수행할 작업:
아래 기록을 걸러 다음 문자열이 들어 있는 줄을 모두 옮겨 적으십시오: "handle". 대소문자를 구분합니다.

주어진 정보:
=-=-=-=-=
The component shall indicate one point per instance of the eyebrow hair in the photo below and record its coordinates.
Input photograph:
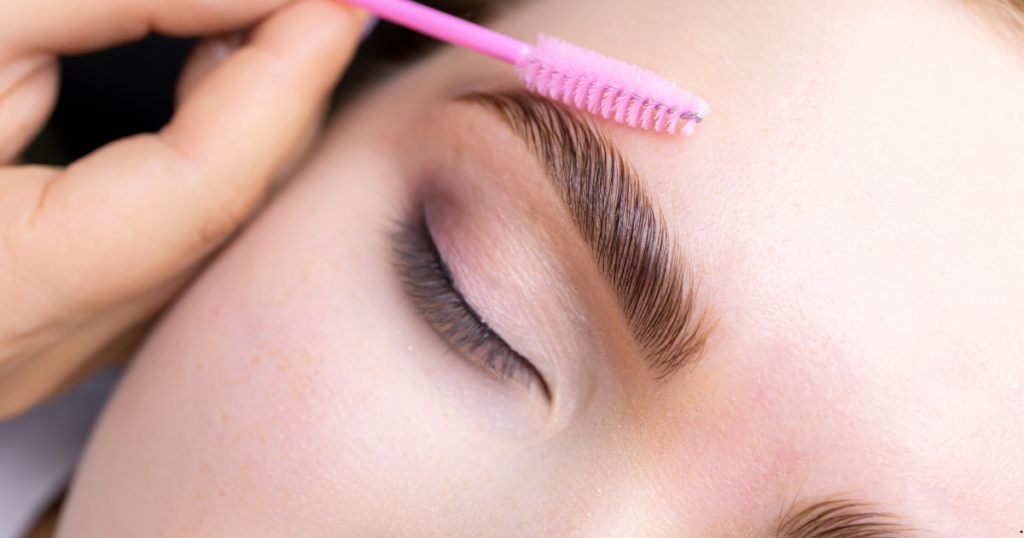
(838, 518)
(624, 228)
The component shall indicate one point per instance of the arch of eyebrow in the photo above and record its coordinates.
(839, 518)
(624, 228)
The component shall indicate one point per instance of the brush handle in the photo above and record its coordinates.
(448, 28)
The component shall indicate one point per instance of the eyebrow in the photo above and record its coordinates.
(839, 518)
(617, 219)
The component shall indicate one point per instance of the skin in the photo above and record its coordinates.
(850, 209)
(78, 265)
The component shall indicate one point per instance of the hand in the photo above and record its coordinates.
(91, 251)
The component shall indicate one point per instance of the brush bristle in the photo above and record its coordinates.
(609, 87)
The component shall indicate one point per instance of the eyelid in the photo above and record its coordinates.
(429, 284)
(620, 221)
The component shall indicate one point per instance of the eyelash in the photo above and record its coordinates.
(429, 284)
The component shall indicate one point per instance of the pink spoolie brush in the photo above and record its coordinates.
(562, 71)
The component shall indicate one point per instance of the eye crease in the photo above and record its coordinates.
(429, 284)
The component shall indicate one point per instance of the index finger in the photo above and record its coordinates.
(68, 27)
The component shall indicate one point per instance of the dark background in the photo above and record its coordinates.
(129, 89)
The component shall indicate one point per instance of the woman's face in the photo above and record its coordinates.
(805, 321)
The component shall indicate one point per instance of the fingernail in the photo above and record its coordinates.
(368, 27)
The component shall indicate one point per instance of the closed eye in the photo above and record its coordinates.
(429, 284)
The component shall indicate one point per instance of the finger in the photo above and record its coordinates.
(28, 90)
(74, 26)
(207, 56)
(140, 210)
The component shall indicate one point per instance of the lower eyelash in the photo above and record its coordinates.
(430, 285)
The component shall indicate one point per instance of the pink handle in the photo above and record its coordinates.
(446, 28)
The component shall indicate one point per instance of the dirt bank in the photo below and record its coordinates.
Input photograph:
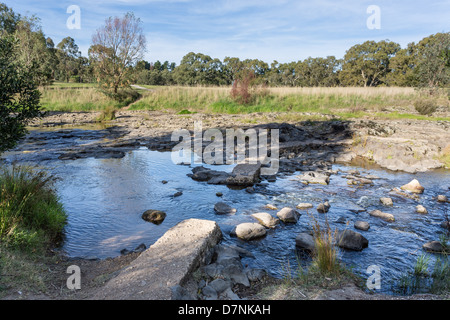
=-=-=-=-=
작업 결과:
The component shall indicate one point per instance of the brush handle in the photo above and record its coordinates.
The component shall indicate one point per instance of the pink handle in the photo above and record its coordinates.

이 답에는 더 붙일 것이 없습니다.